Lorenzo Lotto è tornato a Venezia, e nel farlo non si è certo risparmiato: grazie al prestito del Kunsthistorisches Museum di Vienna la sua Sacra Conversazione con i santi Tommaso e Caterina è infatti arrivata alle Gallerie dell’Accademia, dove rimarrà esposta fino al 17 gennaio 2021.
L’opera, dipinta tra il 1526 e il 1528 proprio nella città lagunare, rappresenta il primo appuntamento dell’iniziativa Un Capolavoro per Venezia, nata con il sostegno di Intesa San Paolo in seguito all’emergenza acqua alta e ancor più appropriata in epoca post (e inter) covid. Il progetto prevede una serie di mostre in collaborazione con importanti musei internazionali, e punta a rilanciare i rapporti culturali della città attraverso partnership prestigiose e opere del Rinascimento veneto di qualità straordinaria. Si inizia appunto con Lotto, e con un dipinto che ne attesta gli esiti più felici.
Il motivo messo in scena è quello della Madonna con il bambino affiancata da una riunione di santi, e l’esecuzione tradisce la scuola del Bellini nell’allentamento della struttura e dell’ordine gerarchico; il colorismo, raffinato e calibrato, è di stampo veneziano, così come il bucolico paesaggio di sfondo. A differenza dei modelli però Lotto riesce a rendere la posa naturale, dinamica ed espressiva, servendosi di un perfetto equilibrio tra gesti, colori e luce. Il movimento parte dalla figura dell’angelo e si chiude con le spalle del santo ma a prevalere cromaticamente e fisicamente è la figura di Maria la cui veste, dipinta con un pregiato blu lapislazzulo, contribuisce a enfatizzare la solennità del personaggio (e la ricchezza dei committenti).
Le attitudini inquiete e dinamiche caratteristiche di Lotto sin dal primissimo Cinquecento (già visibili, ad esempio, nella pala di Santa Cristina al Tiverone) si traducono qui in un visibile e intenso scambio di gesti, un ritratto-dialogo che permette alle figure rappresentate di irradiare, come affermato da Argan “una bellezza […] come una luce interna”, che attesta la modernità di un artista troppo a lungo sottovalutato.

## Uso delle informazioni
1. Traduci in inglese, per favore, questa frase del testo su Lotto: "Si inizia appunto con Lotto, e con un dipinto che ne attesta gli esiti più felici."
2. Trascrivi parola per parola il passo del testo su Lotto che va da "Il motivo messo" fino a "ricchezza dei committenti)." incluso.

## Estratti di dati
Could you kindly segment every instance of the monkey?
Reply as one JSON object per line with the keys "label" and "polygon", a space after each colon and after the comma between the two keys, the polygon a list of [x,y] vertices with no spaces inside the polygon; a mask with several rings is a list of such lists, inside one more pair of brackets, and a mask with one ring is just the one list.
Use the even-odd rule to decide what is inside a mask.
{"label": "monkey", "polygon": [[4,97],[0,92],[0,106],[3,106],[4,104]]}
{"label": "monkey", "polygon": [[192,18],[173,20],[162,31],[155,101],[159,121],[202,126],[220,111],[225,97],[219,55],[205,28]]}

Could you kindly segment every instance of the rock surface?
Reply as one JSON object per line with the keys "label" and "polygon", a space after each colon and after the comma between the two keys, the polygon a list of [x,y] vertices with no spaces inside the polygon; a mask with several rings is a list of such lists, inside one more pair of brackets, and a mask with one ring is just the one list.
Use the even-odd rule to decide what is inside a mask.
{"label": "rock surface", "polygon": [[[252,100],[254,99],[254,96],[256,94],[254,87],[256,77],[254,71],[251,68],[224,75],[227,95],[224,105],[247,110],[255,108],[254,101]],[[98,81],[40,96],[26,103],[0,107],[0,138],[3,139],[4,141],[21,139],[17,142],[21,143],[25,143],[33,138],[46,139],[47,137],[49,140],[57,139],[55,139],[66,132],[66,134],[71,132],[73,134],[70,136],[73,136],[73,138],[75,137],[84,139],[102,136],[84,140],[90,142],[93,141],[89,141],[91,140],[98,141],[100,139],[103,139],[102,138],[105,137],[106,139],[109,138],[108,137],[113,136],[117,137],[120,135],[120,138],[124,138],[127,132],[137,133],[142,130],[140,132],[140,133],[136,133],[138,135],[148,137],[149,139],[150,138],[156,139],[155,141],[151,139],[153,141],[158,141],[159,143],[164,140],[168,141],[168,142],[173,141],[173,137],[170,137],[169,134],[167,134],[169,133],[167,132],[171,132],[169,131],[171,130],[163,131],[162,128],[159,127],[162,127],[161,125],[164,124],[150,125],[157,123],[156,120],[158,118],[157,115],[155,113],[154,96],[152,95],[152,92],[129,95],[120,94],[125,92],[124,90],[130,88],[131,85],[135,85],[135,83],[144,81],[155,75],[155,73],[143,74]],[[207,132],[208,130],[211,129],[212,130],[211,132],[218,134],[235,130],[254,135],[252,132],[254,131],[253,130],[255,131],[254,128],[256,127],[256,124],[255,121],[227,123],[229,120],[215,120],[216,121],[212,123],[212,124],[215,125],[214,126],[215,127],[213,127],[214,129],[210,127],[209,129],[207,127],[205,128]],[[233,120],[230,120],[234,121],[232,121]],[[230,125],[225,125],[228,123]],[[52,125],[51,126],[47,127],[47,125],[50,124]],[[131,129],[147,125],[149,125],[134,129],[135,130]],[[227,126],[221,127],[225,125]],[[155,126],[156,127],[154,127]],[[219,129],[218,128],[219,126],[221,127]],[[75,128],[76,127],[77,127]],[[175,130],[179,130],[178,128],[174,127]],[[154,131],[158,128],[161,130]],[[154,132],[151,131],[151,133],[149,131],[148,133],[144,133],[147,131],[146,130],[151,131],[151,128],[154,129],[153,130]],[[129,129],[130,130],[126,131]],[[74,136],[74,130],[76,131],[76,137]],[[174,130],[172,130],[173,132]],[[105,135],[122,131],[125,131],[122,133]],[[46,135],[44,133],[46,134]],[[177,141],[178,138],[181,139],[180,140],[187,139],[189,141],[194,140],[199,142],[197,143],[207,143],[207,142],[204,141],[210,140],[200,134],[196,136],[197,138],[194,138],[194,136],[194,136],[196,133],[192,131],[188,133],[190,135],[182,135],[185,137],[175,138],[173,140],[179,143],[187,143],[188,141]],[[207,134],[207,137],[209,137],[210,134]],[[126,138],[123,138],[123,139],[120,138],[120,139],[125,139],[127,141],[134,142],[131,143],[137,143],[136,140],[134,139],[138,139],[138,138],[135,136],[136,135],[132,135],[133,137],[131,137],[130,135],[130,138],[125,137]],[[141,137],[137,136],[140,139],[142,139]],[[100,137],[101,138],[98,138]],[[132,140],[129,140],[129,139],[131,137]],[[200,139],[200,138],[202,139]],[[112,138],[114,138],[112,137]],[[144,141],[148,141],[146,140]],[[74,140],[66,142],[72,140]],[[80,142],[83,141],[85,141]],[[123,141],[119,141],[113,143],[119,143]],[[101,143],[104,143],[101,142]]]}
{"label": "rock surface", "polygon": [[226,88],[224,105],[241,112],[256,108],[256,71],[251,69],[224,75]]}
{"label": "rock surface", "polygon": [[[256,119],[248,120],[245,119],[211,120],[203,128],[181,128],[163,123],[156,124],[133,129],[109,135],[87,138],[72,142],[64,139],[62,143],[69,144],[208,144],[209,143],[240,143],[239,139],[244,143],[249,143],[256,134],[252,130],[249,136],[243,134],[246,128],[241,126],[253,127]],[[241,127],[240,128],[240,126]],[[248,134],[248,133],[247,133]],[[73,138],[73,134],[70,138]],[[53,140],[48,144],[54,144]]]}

## Risultati per compito
1. It begins, in fact, with Lotto, and with a painting that shows his finest achievements.

2.
Il motivo messo in scena è quello della Madonna con il bambino affiancata da una riunione di santi, e l’esecuzione tradisce la scuola del Bellini nell’allentamento della struttura e dell’ordine gerarchico; il colorismo, raffinato e calibrato, è di stampo veneziano, così come il bucolico paesaggio di sfondo. A differenza dei modelli però Lotto riesce a rendere la posa naturale, dinamica ed espressiva, servendosi di un perfetto equilibrio tra gesti, colori e luce. Il movimento parte dalla figura dell’angelo e si chiude con le spalle del santo ma a prevalere cromaticamente e fisicamente è la figura di Maria la cui veste, dipinta con un pregiato blu lapislazzulo, contribuisce a enfatizzare la solennità del personaggio (e la ricchezza dei committenti).